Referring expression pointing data

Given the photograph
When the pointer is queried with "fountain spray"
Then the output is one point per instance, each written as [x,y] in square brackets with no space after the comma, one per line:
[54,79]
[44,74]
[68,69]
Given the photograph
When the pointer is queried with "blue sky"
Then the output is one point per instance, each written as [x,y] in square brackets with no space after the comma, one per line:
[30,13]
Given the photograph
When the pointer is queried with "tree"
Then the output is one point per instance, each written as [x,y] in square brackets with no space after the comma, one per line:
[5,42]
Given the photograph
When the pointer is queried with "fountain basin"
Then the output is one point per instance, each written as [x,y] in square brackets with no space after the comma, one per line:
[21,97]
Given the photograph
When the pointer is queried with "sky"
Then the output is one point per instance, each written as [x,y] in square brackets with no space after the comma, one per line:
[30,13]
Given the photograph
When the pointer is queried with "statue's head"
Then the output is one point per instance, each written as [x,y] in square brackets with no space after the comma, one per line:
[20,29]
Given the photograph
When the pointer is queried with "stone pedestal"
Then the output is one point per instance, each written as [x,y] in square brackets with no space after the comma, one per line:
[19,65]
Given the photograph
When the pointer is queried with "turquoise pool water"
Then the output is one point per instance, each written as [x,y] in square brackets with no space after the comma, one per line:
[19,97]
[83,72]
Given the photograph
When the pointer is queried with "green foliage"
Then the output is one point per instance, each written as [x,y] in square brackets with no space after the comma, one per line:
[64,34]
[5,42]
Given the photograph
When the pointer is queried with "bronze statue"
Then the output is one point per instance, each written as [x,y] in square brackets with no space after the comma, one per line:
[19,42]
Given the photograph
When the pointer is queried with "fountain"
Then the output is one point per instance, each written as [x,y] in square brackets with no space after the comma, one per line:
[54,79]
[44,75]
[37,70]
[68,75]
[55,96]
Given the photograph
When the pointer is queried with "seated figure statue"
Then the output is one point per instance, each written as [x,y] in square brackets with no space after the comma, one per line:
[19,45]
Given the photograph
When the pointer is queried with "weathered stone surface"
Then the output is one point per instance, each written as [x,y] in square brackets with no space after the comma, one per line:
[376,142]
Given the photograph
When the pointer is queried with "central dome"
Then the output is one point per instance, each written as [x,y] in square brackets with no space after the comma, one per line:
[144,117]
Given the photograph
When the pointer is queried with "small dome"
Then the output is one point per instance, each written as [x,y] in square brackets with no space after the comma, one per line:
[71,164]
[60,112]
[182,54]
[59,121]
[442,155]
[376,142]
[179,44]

● TASK TO CARRY OUT
The records above need to be output again, verbatim.

● ANSWER TO THIS PROBLEM
Given the photograph
When the pointer is queried with "fountain spray"
Then the output is one point per instance, each written as [x,y] in square brackets with no space after the comma, one per line:
[54,79]
[44,74]
[68,69]
Given the photograph
When the pointer is queried with "blue sky"
Then the output is one point per instance, each written as [x,y] in square brackets with no space after the comma, one per line:
[30,13]
Given the photograph
When the pointer is queried with "tree"
Then the output is one point per instance, each written as [x,y] in square brackets with no space after the comma, one per line:
[5,42]
Given the photograph
When the pointer is queried with "fountain basin"
Then the output is one point per instance, each written as [x,y] in square brackets with no space after the comma, one per line:
[21,97]
Given the photograph
When the pointer is queried with "sky"
Then the output is one point per instance, each written as [x,y] in square brackets with no space after the comma, one per line:
[30,13]
Given the photograph
When the pointer is queried with "statue's head"
Then the output is one point per instance, each written as [x,y] in square brackets with no space after the comma, one per line:
[20,29]
Given the photograph
When the pointer is queried with "stone pedestal"
Then the output is one point per instance, each written as [x,y] in square brackets with no space after the comma, one per line:
[19,65]
Given the photograph
When the pointer is queried with "turquoise pool water"
Then the output is one point per instance, each written as [x,y] in square brackets with no space after the comma, one per line:
[19,97]
[83,72]
Given the photograph
When the pointer is queried with "green foliage"
Then the output is one point per instance, each written as [x,y] in square brackets with no space after the comma, one per line:
[64,34]
[5,42]
Given the photograph
When the pointer is queried with "bronze statue"
Then the output is one point per instance, each written as [x,y] in square brackets with no space after the comma, one per line:
[19,42]
Given the photograph
When the pointer is queried with "fountain"
Then the output is one point per instance, each written as [x,y] in square brackets with no space after the comma, one per line:
[54,79]
[44,75]
[37,70]
[68,75]
[55,96]
Given the photograph
When the pointer is queried with "seated figure statue"
Then the output is one point per instance, each written as [x,y] in square brackets with no space after the comma, one per line:
[19,45]
Given the photograph
When the pointer is queried with "weathered stone surface"
Then the output is one point per instance, each written as [x,y] in square brackets with no space after the comma, one per line:
[376,142]
Given the photograph
When the pointer is queried with "central dome"
Then the output is one point per instance, each written as [x,y] in square brackets with no space after the comma, one per line:
[144,117]
Given the photograph
When the pointer is queried with "small dome"
Then the output is one point per instance, each written as [x,y] in square brackets with no space after the comma, one per line:
[71,164]
[60,112]
[182,54]
[59,121]
[442,155]
[376,142]
[179,44]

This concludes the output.